### Document source
★ ★ ★

IndeLa connaissance de l'esprit

Le grand système de la philosophie orthodoxe des Hindous, le Védânta, dont le nom même affirme l'étroite connexion avec leurs livres sacrés du nom de Védas, n’est pas encore, à l'heure qu'il est, connu en Europe dans l‘ensemble de ses sources.

Des productions de cette philosophie, quelques-unes ont été admirablement analysées, la plupart simplement indiquées par Colebrooke dans son Mémoire sur le Védânta; mais elles ne peuvent prétendre à une haute antiquité. Au moins existe-t-il des travaux supérieurs d'exégèse qui, composés au milieu de notre moyen âge par Çañkara âchârya, ont mis en valeur les principes essentiels de la doctrine; en outre il nous est venu de la même époque, et de la main du même auteur, un poème didactique qui résume les thèses fondamentales de l'école.

★ ★ ★

### Entrées fournies
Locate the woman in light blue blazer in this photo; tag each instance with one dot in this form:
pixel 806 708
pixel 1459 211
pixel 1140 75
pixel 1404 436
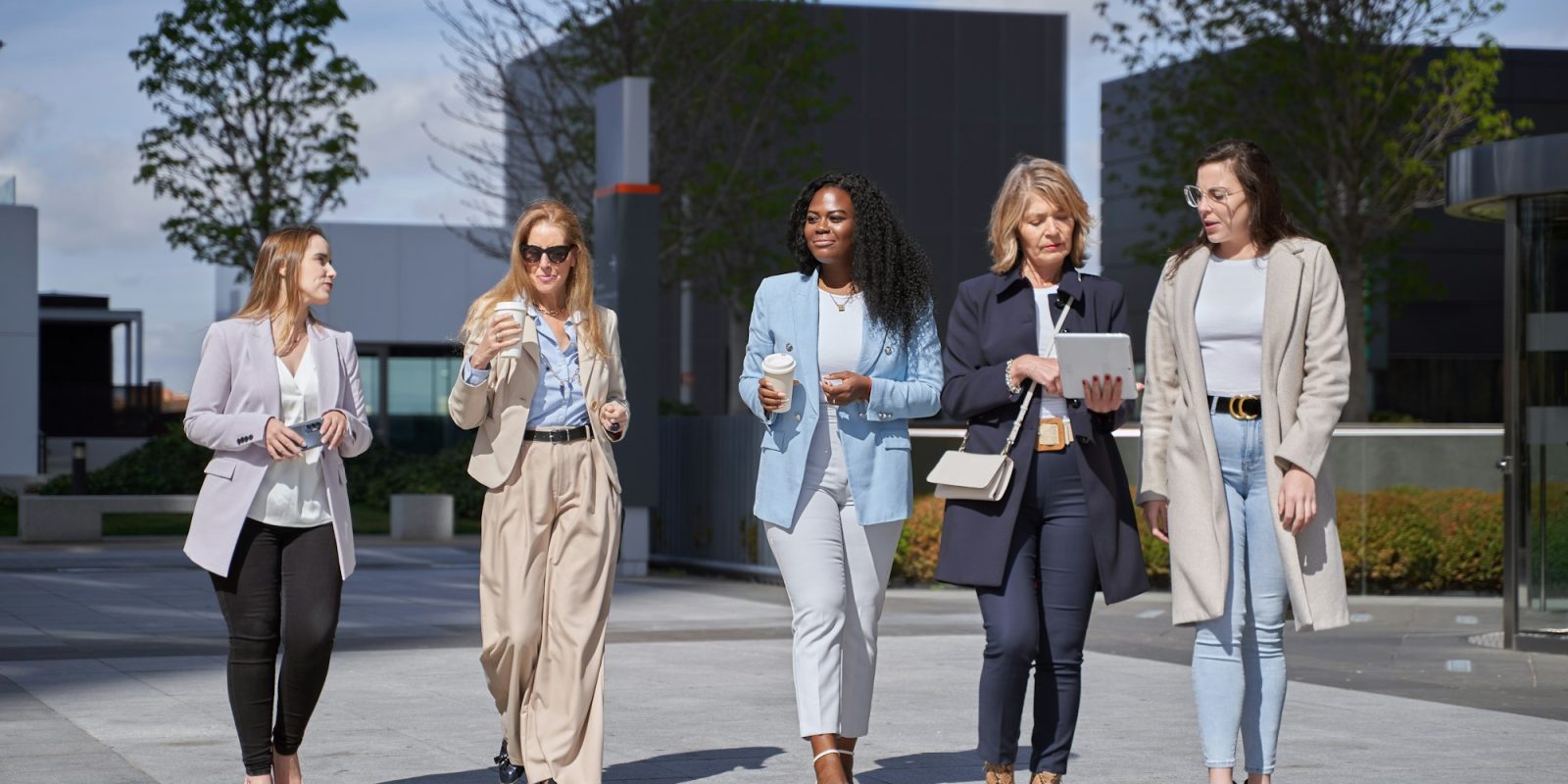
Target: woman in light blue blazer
pixel 835 483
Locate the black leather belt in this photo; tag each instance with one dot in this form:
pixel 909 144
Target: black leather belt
pixel 559 436
pixel 1238 407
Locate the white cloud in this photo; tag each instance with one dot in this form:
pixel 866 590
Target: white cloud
pixel 21 117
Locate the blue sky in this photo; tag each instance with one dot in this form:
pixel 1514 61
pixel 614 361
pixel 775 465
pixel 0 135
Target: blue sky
pixel 71 117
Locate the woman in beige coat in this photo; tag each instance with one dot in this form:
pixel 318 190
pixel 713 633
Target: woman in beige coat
pixel 1247 372
pixel 545 386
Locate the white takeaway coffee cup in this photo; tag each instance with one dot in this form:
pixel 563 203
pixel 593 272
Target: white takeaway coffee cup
pixel 778 372
pixel 517 313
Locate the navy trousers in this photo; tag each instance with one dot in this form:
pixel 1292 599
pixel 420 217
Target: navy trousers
pixel 1039 618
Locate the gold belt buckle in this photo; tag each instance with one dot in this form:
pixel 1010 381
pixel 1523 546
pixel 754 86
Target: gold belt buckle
pixel 1054 435
pixel 1238 402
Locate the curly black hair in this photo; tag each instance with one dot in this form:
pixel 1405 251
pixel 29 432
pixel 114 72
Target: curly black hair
pixel 888 266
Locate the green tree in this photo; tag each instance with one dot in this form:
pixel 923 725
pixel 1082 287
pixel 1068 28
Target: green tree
pixel 736 90
pixel 1358 102
pixel 256 132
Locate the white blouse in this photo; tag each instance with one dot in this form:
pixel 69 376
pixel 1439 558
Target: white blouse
pixel 1230 320
pixel 1045 323
pixel 292 493
pixel 839 333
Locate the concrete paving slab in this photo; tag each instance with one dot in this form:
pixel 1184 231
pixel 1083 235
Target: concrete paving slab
pixel 700 686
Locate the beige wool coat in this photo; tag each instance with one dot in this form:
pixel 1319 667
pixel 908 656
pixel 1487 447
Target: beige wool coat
pixel 1305 384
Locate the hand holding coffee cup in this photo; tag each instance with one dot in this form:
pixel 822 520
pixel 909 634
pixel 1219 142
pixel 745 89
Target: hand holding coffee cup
pixel 502 336
pixel 776 383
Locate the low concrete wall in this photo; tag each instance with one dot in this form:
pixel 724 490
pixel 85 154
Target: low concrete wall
pixel 423 517
pixel 80 517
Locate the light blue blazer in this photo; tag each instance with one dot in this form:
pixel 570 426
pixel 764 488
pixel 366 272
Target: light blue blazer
pixel 906 383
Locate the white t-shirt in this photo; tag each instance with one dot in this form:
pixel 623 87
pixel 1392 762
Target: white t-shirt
pixel 1045 323
pixel 1230 318
pixel 292 493
pixel 838 333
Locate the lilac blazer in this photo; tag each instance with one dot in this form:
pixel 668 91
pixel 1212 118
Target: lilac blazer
pixel 234 396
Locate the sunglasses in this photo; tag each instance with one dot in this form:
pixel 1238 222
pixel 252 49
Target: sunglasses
pixel 556 253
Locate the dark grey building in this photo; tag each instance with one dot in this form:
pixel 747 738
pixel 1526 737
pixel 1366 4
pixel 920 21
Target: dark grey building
pixel 938 104
pixel 1439 358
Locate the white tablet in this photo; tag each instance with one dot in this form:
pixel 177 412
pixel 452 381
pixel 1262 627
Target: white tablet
pixel 1089 355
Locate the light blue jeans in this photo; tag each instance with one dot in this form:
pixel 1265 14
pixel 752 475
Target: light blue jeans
pixel 1238 659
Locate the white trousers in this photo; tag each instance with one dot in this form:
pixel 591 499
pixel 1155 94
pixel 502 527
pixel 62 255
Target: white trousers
pixel 836 574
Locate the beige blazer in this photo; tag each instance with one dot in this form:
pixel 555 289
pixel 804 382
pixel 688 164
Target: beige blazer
pixel 1305 383
pixel 499 407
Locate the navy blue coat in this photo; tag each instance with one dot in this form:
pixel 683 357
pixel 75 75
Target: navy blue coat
pixel 993 320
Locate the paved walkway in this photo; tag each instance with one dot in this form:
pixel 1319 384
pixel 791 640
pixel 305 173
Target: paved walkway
pixel 112 671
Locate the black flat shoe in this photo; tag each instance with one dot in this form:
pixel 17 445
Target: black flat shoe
pixel 506 772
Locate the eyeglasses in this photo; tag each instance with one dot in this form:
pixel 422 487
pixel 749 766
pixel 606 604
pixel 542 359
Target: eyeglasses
pixel 556 253
pixel 1196 195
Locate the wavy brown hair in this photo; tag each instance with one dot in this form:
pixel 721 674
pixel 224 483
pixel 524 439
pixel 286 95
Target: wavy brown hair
pixel 1251 167
pixel 1042 177
pixel 516 284
pixel 276 295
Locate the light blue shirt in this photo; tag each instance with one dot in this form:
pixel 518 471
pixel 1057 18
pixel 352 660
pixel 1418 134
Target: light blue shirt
pixel 559 400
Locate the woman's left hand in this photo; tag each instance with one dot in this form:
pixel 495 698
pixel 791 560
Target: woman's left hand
pixel 334 425
pixel 1102 394
pixel 1298 499
pixel 612 416
pixel 846 388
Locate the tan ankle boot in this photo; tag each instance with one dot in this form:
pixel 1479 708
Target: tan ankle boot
pixel 998 773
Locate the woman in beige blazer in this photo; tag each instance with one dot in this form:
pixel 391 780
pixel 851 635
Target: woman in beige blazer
pixel 271 522
pixel 543 383
pixel 1247 372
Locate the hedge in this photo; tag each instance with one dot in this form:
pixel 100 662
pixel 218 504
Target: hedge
pixel 1403 540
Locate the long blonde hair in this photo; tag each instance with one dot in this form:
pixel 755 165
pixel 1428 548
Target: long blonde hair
pixel 1050 180
pixel 276 295
pixel 516 284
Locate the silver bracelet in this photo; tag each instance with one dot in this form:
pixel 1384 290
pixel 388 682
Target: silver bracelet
pixel 1007 376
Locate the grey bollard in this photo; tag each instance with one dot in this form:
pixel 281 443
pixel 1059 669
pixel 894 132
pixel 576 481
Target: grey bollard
pixel 422 517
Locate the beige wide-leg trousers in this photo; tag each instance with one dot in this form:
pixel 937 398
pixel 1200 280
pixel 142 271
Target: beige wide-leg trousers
pixel 548 549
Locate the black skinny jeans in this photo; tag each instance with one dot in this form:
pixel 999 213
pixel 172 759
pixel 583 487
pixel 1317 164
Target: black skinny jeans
pixel 284 587
pixel 1039 616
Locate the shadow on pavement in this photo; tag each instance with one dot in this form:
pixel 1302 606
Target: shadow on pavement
pixel 692 765
pixel 465 776
pixel 932 767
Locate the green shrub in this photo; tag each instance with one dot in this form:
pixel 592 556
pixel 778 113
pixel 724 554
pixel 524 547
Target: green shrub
pixel 167 465
pixel 921 541
pixel 170 465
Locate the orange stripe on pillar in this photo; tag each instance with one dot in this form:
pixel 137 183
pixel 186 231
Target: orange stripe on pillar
pixel 626 187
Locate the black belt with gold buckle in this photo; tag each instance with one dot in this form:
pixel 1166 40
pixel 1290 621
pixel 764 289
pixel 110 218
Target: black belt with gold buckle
pixel 1239 407
pixel 559 436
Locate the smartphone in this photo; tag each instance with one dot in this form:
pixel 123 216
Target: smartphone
pixel 311 431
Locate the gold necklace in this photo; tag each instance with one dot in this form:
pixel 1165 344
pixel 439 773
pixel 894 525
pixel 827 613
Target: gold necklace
pixel 854 294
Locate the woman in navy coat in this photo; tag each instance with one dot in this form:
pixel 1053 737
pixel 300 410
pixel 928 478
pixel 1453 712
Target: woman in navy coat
pixel 1065 525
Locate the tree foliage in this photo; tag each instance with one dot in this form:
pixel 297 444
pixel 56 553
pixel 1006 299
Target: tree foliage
pixel 736 86
pixel 256 129
pixel 1356 101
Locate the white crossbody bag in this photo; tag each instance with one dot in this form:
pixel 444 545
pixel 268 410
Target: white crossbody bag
pixel 985 477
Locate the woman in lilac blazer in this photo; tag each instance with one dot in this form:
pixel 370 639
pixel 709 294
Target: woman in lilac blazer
pixel 271 521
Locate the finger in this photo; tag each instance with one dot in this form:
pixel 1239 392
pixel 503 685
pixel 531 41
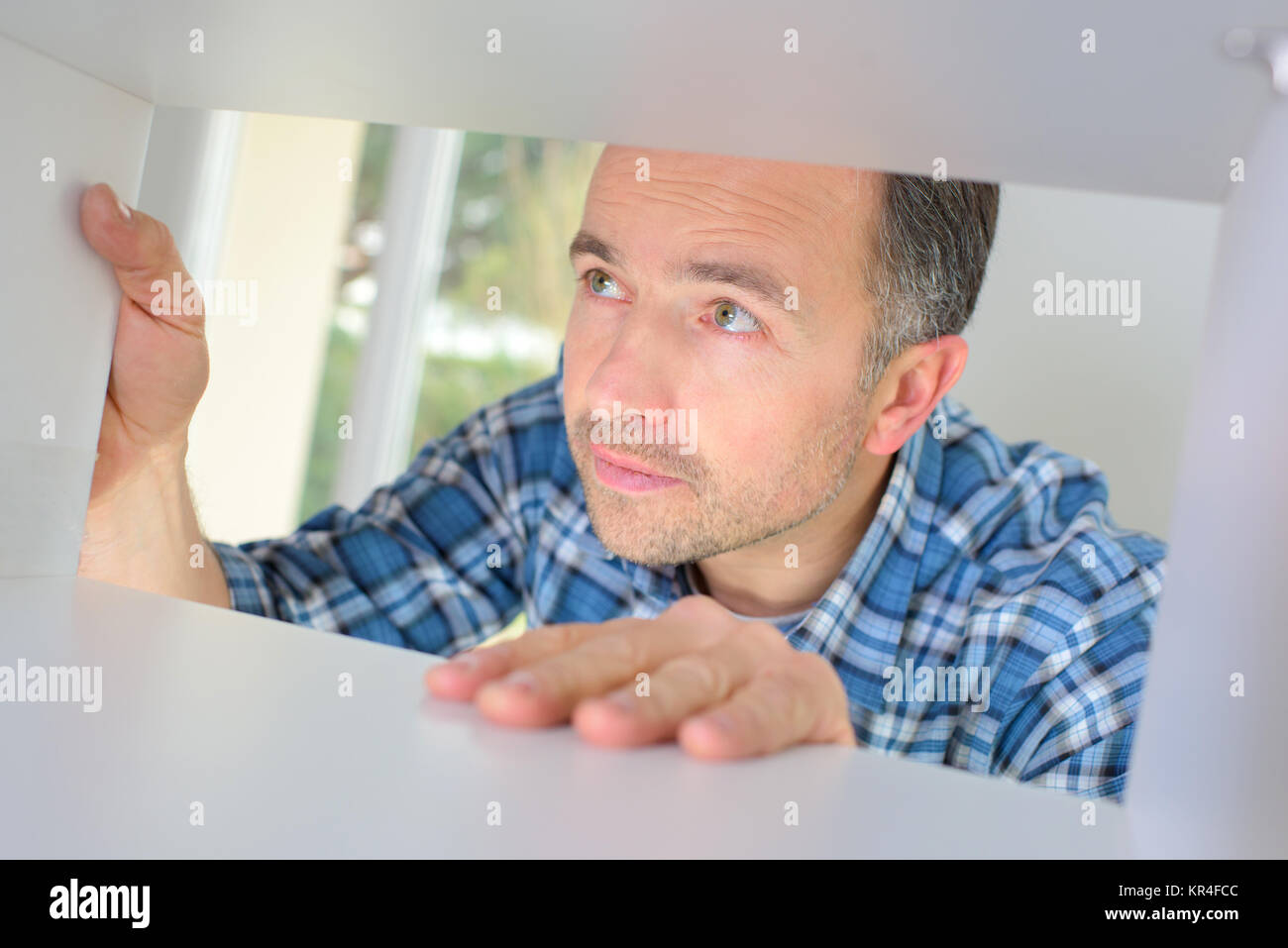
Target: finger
pixel 142 252
pixel 546 690
pixel 780 707
pixel 465 673
pixel 686 685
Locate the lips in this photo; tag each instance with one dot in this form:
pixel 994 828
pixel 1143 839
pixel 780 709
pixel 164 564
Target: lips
pixel 626 463
pixel 626 475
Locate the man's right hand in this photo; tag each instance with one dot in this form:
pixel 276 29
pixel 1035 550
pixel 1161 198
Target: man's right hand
pixel 141 526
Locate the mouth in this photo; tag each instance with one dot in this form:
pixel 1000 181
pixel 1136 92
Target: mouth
pixel 626 475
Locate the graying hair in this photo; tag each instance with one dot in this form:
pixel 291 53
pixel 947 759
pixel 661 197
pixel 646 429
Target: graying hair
pixel 927 264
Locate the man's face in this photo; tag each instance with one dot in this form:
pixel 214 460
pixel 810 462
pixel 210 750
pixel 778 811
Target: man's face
pixel 750 406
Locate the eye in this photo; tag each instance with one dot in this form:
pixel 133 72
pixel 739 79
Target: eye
pixel 733 318
pixel 600 283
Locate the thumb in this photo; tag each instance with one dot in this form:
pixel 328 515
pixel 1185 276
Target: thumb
pixel 142 252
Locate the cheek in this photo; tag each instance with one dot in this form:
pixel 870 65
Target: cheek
pixel 583 355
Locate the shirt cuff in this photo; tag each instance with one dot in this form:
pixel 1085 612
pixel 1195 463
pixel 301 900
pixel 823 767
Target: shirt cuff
pixel 248 590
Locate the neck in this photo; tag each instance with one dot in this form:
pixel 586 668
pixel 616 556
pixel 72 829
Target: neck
pixel 767 579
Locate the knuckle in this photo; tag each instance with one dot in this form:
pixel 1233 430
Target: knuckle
pixel 700 673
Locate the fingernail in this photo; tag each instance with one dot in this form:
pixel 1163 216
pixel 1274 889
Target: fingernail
pixel 622 699
pixel 717 720
pixel 465 661
pixel 522 682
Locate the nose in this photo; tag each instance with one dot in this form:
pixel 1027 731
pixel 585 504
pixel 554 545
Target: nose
pixel 642 364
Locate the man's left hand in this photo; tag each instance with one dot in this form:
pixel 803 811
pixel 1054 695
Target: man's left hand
pixel 719 685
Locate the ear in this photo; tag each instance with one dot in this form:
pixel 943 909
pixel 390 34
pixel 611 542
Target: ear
pixel 910 390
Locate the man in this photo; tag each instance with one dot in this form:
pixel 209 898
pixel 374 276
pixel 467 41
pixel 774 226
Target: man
pixel 745 513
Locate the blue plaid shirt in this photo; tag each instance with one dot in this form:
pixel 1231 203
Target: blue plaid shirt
pixel 986 557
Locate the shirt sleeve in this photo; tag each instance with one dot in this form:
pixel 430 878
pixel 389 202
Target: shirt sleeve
pixel 1073 724
pixel 432 562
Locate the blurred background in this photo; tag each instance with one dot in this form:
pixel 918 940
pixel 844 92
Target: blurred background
pixel 406 277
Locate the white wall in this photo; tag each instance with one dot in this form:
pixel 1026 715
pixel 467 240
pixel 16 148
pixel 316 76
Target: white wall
pixel 1089 384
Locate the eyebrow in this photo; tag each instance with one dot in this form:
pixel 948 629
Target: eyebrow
pixel 759 282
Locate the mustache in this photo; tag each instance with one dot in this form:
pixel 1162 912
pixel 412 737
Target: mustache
pixel 665 459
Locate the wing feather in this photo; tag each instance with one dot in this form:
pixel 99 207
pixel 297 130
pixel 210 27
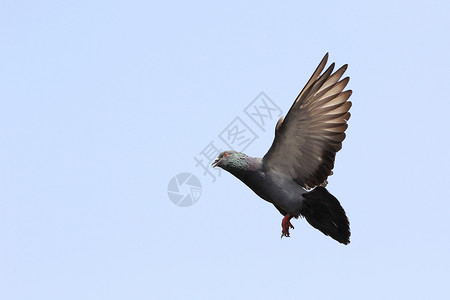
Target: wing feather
pixel 307 139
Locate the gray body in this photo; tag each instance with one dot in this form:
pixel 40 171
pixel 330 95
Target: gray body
pixel 293 173
pixel 284 193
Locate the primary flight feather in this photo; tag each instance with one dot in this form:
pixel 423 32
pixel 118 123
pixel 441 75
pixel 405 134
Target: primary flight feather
pixel 293 173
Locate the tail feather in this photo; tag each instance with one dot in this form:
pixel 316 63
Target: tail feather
pixel 324 212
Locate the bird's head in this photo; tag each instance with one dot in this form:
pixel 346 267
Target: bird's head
pixel 229 159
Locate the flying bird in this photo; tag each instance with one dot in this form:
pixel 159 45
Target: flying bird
pixel 293 173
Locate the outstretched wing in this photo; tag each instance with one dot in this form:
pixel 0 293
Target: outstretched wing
pixel 307 140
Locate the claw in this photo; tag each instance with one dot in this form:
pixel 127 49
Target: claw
pixel 285 225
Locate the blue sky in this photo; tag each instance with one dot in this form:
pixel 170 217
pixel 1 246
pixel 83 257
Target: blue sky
pixel 104 102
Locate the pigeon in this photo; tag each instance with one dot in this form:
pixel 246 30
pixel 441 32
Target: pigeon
pixel 293 174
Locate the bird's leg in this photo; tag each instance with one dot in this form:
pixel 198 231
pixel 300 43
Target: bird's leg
pixel 285 225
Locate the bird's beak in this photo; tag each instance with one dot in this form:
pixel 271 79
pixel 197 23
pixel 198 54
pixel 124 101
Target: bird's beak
pixel 214 164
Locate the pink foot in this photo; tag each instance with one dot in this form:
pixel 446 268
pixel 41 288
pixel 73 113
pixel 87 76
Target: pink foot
pixel 285 225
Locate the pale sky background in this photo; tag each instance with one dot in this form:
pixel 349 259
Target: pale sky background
pixel 103 102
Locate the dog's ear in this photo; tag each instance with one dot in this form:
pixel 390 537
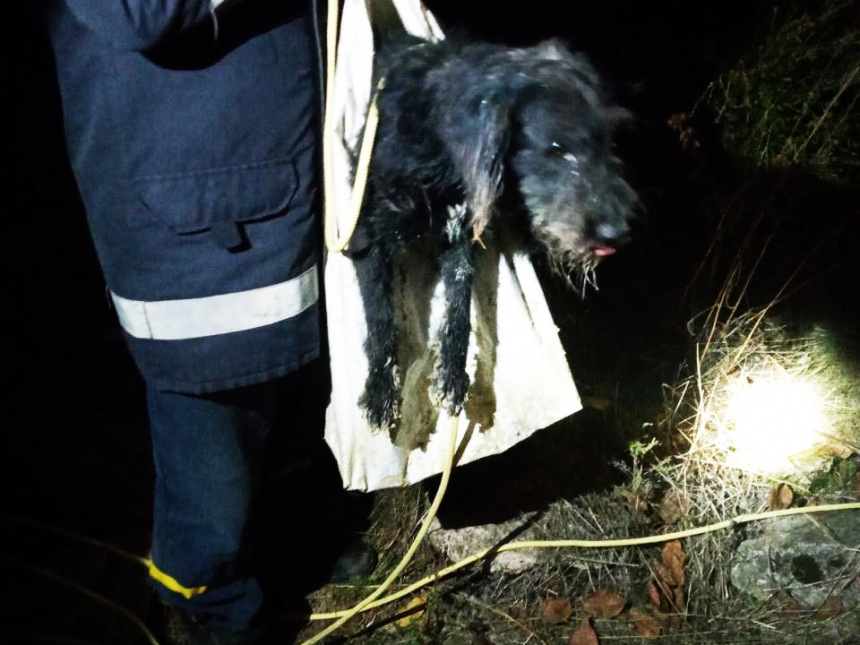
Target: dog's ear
pixel 478 144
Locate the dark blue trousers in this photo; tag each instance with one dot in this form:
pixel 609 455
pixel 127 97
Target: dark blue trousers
pixel 211 455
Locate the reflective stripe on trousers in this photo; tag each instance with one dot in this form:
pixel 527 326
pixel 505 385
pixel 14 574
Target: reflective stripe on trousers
pixel 221 314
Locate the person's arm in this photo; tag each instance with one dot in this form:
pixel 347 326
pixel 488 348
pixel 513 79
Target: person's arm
pixel 141 24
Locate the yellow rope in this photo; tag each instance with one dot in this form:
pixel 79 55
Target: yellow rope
pixel 336 241
pixel 595 544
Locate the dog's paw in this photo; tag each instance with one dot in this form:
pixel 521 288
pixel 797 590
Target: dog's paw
pixel 380 400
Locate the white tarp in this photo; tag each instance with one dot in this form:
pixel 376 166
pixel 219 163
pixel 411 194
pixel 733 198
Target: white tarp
pixel 521 380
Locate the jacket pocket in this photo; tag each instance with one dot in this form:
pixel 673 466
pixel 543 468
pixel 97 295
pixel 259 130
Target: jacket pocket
pixel 199 201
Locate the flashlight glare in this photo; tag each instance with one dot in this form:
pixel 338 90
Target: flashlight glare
pixel 773 421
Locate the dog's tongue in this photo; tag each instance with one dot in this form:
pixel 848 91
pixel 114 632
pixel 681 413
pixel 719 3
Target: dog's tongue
pixel 601 251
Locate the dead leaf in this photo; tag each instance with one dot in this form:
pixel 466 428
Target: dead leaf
pixel 673 506
pixel 654 595
pixel 830 608
pixel 673 559
pixel 556 610
pixel 518 613
pixel 643 625
pixel 584 635
pixel 604 603
pixel 784 602
pixel 413 611
pixel 781 496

★ ★ ★

### Consigne de travail
Récrivez plus brièvement et sous forme de liste le paragraphe du texte sur le Védânta qui commence par « Des productions de cette philosophie ». Conservez-en les faits principaux. Les entrées ne sont pas nécessaires ici.

### Résultat obtenu
- Dans son Mémoire sur le Védânta, Colebrooke a analysé quelques productions de cette philosophie et s'est contenté d'indiquer la plupart des autres. Ces productions ne sont pas très anciennes.
- Au milieu du moyen âge, Çañkara âchârya a composé des travaux supérieurs d'exégèse qui mettent en valeur les principes essentiels de la doctrine.
- Le même auteur a aussi écrit, à la même époque, un poème didactique qui résume les thèses fondamentales de l'école.